■ WRITTEN EXERCISE
Extract every line of the listing below that contains the string "parking", and treat the match as case-sensitive.

■ DATA FOR THIS TASK
......
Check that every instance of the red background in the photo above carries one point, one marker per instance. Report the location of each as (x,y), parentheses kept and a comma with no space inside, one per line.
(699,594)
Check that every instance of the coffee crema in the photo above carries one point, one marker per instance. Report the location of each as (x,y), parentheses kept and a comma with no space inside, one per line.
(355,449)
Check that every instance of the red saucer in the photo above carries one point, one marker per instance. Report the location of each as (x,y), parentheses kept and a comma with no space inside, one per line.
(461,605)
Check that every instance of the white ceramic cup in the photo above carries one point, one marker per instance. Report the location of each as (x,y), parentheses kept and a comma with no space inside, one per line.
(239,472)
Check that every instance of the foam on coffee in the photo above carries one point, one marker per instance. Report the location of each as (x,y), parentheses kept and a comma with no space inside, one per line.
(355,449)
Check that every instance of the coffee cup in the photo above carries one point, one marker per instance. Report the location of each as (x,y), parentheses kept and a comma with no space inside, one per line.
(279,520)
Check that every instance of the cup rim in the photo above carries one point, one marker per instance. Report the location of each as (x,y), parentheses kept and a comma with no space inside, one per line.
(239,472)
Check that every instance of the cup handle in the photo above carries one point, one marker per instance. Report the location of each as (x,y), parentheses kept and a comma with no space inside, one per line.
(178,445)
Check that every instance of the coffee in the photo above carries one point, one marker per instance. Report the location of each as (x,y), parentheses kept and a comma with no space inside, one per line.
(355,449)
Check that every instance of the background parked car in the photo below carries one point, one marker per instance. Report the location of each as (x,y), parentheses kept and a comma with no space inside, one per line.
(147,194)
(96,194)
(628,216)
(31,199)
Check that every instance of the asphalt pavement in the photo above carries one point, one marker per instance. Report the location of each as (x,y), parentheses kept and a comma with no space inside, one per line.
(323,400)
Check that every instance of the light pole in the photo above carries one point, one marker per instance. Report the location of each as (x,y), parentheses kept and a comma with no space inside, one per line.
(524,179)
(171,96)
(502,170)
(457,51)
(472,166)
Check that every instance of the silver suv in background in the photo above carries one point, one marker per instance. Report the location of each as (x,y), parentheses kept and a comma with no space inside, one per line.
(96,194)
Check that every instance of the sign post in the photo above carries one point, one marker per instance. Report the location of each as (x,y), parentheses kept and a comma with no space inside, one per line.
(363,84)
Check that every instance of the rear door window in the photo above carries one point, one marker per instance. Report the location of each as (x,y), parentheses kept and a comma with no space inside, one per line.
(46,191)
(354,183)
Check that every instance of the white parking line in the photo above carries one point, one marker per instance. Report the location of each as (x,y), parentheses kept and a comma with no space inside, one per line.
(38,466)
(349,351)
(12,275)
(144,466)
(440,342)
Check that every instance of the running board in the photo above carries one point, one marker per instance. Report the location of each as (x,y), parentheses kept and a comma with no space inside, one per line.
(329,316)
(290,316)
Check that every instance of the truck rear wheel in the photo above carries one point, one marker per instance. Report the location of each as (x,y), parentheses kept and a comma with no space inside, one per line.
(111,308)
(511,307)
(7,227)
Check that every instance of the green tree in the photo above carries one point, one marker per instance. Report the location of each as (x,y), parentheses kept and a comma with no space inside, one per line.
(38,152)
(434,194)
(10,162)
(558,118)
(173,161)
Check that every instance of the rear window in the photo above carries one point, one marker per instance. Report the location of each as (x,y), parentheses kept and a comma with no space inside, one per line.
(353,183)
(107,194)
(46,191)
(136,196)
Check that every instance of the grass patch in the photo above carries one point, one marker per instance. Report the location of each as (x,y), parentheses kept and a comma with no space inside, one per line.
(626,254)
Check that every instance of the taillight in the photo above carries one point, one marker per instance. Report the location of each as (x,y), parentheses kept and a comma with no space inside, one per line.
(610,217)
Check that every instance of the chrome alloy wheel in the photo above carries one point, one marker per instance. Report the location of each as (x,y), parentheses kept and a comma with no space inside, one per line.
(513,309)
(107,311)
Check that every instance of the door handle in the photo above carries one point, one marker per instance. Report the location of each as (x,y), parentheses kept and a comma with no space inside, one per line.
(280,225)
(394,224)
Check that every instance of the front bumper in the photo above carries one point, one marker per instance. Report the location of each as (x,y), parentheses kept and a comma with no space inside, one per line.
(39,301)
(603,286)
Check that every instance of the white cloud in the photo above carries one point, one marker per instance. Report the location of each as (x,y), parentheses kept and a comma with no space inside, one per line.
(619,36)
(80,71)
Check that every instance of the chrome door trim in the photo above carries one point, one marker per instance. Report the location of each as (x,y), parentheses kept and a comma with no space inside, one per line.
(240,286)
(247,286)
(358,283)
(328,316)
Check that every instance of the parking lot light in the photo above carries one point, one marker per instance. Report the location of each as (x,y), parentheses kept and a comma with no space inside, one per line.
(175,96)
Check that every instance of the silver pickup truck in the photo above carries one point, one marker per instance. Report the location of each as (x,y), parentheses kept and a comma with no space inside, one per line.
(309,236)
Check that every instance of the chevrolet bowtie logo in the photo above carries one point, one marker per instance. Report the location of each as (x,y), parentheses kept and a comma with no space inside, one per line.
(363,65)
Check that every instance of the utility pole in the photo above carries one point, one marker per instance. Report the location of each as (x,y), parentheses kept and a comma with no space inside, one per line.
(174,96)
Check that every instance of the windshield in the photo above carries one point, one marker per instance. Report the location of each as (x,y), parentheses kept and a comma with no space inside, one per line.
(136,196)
......
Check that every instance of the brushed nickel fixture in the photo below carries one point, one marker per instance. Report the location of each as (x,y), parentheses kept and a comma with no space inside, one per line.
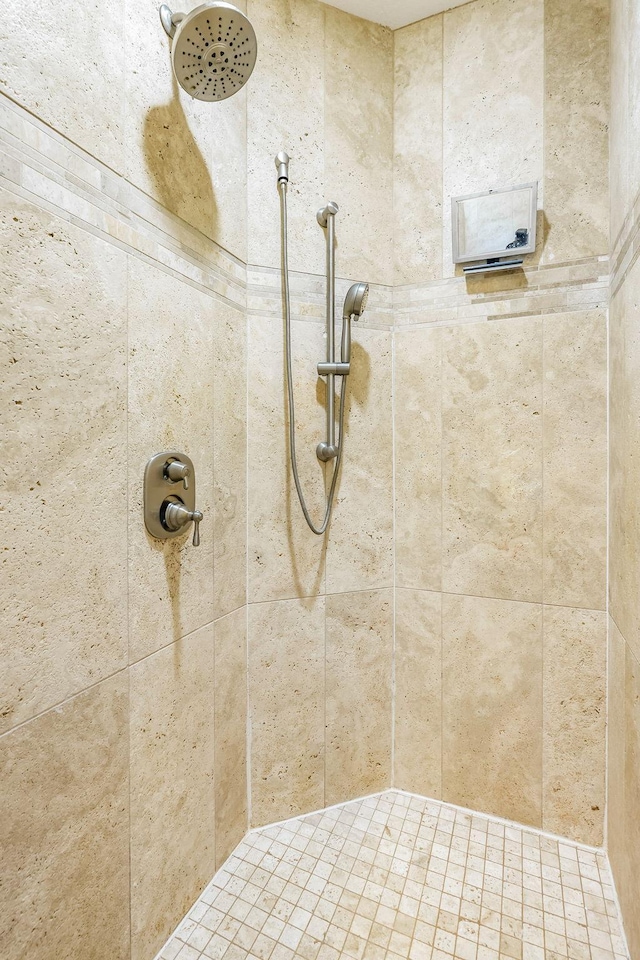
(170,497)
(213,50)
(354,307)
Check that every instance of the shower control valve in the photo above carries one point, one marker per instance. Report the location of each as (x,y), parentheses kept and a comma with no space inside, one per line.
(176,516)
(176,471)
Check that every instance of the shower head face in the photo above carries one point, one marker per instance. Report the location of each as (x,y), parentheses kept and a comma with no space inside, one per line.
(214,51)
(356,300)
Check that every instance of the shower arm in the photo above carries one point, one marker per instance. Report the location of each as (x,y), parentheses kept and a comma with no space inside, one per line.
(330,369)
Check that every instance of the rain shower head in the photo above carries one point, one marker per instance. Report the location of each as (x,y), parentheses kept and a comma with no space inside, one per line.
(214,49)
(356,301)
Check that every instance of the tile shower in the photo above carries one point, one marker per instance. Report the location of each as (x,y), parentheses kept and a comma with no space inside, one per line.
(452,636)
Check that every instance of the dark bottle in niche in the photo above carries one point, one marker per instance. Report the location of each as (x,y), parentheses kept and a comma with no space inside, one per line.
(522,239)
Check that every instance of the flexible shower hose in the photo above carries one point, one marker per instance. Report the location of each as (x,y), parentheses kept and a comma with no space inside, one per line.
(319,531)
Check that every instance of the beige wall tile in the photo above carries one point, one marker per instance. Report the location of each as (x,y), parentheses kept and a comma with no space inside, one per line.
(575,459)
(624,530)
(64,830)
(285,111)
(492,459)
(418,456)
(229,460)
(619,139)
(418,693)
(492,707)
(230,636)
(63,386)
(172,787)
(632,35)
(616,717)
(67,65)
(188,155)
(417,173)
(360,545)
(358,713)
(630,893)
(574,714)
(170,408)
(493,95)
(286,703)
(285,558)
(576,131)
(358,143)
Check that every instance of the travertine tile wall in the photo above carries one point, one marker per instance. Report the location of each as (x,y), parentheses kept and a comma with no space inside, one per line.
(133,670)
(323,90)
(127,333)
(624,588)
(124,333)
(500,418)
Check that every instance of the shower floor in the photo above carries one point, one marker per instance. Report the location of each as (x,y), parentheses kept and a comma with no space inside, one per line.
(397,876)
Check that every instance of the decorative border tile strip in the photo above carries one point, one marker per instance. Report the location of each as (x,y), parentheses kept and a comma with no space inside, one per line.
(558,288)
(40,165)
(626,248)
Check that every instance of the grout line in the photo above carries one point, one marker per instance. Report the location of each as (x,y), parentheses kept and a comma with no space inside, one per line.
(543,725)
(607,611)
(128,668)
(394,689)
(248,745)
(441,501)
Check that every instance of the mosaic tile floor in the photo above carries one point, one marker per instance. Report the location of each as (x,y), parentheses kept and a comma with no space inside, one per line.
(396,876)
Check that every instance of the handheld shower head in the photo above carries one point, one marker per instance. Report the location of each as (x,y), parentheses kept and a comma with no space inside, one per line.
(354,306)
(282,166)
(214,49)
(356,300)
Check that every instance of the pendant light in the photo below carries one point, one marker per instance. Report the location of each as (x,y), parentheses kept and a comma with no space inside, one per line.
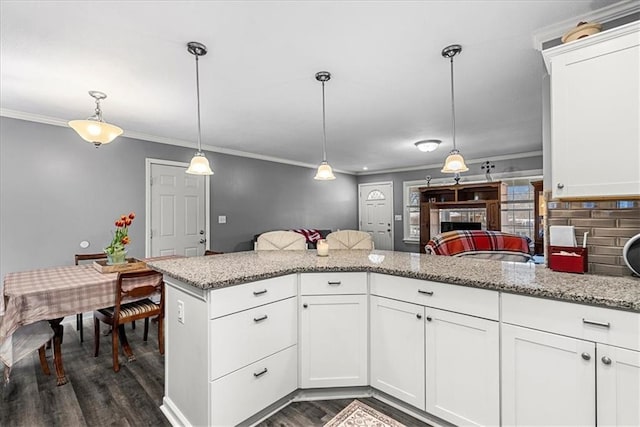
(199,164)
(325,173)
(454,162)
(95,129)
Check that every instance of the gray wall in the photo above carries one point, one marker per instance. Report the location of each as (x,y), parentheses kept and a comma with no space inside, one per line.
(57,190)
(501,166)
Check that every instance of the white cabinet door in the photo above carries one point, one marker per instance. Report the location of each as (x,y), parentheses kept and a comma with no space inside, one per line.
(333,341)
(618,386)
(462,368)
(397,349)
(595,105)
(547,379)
......
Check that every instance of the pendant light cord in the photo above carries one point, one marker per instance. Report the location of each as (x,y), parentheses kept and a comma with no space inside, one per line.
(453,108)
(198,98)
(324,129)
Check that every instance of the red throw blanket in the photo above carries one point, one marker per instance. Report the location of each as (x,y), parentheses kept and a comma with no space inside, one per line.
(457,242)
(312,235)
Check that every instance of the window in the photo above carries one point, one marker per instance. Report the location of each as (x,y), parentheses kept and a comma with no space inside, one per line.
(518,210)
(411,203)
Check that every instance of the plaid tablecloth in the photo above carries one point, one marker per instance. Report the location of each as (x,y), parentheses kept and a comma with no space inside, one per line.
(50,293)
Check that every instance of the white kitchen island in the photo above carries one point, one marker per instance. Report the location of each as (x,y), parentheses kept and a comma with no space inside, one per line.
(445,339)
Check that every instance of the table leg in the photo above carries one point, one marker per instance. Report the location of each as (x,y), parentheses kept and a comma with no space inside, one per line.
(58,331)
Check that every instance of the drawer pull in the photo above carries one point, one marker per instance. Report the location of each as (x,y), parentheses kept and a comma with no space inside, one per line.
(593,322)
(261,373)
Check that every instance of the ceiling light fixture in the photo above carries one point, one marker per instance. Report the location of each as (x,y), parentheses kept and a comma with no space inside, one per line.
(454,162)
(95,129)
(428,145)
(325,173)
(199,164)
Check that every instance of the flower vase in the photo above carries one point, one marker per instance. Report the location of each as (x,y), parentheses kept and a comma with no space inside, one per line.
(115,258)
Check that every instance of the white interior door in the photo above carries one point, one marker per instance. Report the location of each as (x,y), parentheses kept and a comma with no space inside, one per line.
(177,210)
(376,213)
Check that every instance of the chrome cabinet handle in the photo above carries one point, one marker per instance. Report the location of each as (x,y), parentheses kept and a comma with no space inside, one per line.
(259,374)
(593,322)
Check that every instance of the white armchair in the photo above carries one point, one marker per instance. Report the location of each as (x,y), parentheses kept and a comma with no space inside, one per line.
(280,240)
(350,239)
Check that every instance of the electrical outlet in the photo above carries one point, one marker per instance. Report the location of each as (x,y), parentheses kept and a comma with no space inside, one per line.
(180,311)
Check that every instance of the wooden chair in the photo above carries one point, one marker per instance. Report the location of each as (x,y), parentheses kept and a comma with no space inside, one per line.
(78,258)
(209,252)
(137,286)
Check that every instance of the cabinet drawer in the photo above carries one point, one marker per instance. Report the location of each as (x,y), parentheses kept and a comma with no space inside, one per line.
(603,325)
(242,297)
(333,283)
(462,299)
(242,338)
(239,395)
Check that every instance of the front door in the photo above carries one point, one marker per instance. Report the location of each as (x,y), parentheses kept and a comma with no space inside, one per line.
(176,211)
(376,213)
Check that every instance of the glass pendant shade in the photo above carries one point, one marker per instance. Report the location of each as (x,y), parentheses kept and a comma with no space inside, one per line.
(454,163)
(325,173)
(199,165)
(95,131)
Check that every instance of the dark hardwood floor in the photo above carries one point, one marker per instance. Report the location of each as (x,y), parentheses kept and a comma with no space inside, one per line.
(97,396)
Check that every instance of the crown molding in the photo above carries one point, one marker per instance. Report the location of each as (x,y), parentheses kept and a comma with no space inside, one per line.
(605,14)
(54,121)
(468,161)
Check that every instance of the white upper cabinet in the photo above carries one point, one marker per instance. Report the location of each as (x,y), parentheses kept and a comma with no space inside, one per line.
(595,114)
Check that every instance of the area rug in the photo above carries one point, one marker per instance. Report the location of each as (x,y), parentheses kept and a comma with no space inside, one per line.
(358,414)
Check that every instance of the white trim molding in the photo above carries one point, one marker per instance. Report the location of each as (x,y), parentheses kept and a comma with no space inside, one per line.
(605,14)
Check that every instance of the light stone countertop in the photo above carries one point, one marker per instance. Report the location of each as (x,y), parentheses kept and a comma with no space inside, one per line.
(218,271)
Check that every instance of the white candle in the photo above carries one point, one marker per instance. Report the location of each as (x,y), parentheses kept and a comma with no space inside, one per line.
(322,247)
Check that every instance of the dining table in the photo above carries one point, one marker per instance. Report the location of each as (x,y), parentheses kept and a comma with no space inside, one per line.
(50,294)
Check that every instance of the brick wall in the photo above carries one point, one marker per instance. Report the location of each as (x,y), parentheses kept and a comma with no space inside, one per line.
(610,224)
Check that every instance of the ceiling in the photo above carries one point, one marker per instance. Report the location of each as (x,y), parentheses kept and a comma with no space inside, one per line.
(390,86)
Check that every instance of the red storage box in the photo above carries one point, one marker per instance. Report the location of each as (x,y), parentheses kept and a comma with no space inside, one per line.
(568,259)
......
■ EXERCISE OUTPUT
Check that every instance of the white parking line in the photo above carries one point, one marker per instance. Report the location of each as (x,y), parentheses kept and a comma with no space inside, one per line.
Check that every instance of the parking lot light in the photo above carries one point, one marker per instance. Report the location of each as (x,y), parentheses kept and a comma with no space inside, one per line.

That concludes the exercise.